**PROVIDED RECORDS**

-------

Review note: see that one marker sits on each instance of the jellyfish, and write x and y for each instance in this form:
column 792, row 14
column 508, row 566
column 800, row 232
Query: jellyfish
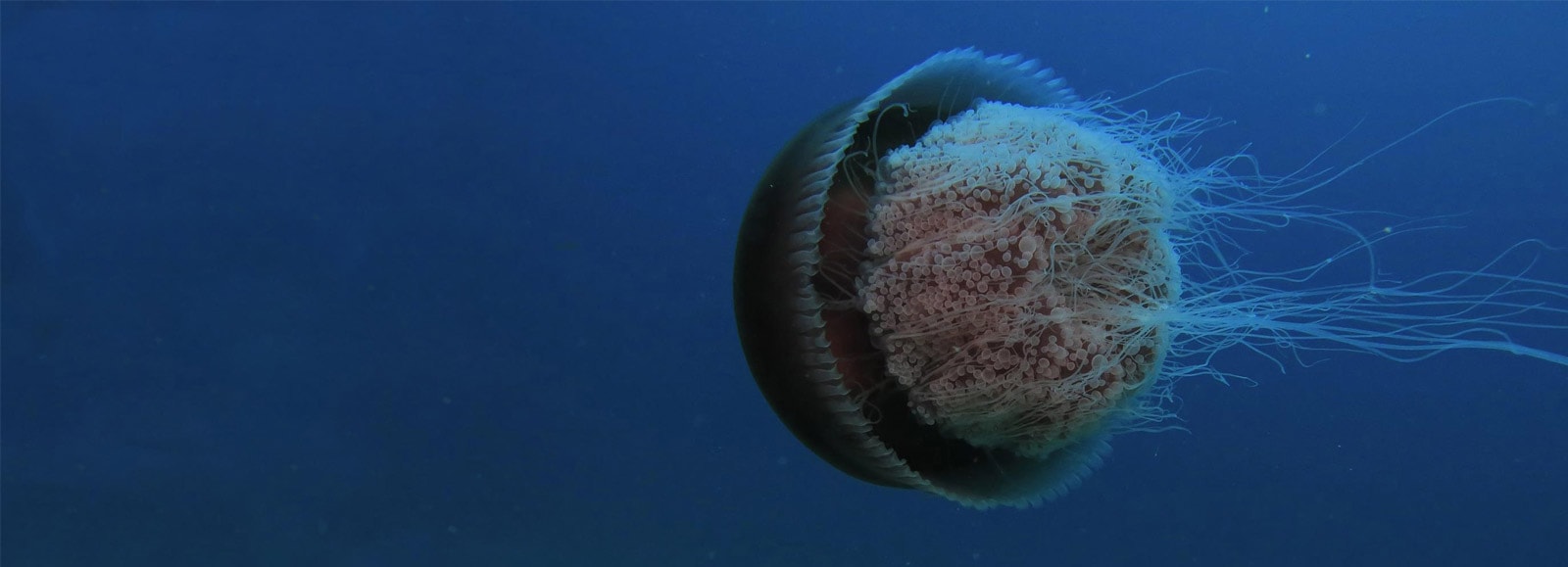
column 969, row 281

-------

**CHALLENGE**
Set down the lines above word for word, leaving out the pictures.

**ANSWER TO THIS PROBLEM**
Review note: see that one marker sits on each instance of the jellyfish, and write x and y for each instance in this form:
column 792, row 14
column 508, row 566
column 800, row 232
Query: jellyfish
column 969, row 281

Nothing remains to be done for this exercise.